▶ Extract provided
One of the last acts of the outgoing Fianna Fail government in Ireland last month was to approve a planning application by oil and gas giant Shell to build an onshore pipeline in a remote and beautiful corner of western Ireland - the parish of Kilcommon Erris in County Mayo.

The pipeline is part of a much bigger construction project to bring gas from the Corrib gas field, 83km out in the Atlantic, onto shore and 9km inland to a new, purpose-built refinery at Bellanaboy Bridge. Shell says the Corrib field could provide up to 60 per cent of Ireland's gas, at peak supply.

Many different planning applications have been made for the different components of the project, each wending their way tortuously through the planning system, with the result that local residents have been fighting it for more than 10 years. The campaign became increasingly bitter and in 2005, five men were jailed for 94 days for breaching a court order to allow Shell workers onto their land to begin preparations for the pipeline. The land was subject to a compulsory purchase order. Protestors also blockaded the site of the new refinery and were forcibly removed by hundreds of baton-wielding police.

[Image entries for named regions]
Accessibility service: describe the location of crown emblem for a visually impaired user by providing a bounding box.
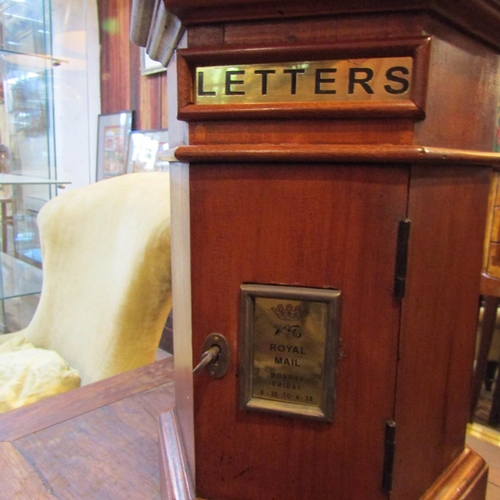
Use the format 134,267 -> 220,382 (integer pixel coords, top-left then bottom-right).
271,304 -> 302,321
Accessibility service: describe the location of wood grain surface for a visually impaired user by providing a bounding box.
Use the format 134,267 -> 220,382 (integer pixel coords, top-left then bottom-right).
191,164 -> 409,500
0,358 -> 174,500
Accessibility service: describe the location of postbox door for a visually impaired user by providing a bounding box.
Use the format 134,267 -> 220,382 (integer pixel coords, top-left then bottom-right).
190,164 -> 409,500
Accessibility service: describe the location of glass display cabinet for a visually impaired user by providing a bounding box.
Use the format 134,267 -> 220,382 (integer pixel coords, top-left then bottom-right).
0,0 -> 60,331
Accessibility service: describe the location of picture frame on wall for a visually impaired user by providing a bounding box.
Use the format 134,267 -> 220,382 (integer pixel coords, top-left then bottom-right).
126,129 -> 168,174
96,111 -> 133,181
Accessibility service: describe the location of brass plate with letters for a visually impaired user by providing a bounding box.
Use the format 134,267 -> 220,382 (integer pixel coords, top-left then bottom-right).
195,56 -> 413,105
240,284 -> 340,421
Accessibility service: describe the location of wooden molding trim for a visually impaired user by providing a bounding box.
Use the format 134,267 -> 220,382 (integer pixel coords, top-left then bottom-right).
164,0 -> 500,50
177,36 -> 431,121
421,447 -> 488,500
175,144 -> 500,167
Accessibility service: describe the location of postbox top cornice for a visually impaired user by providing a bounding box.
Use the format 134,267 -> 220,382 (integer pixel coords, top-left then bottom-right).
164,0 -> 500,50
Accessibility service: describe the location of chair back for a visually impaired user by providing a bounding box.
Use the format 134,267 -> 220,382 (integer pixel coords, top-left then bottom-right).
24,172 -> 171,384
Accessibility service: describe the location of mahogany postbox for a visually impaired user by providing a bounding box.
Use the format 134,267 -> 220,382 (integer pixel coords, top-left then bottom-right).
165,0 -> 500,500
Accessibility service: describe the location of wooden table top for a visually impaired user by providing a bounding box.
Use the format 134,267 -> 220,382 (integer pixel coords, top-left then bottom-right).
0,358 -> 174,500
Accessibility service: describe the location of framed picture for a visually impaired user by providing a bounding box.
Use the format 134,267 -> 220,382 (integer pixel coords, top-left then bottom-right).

▶ Your goal
Using the Corrib gas pipeline passage above, give short answers to the following questions.
(a) How far out in the Atlantic is the Corrib gas field?
(b) At peak supply, what share of Ireland's gas could the Corrib field provide, according to Shell?
(c) For how long were five men jailed in 2005?

▶ Exercise response
(a) 83km
(b) Up to 60 per cent
(c) 94 days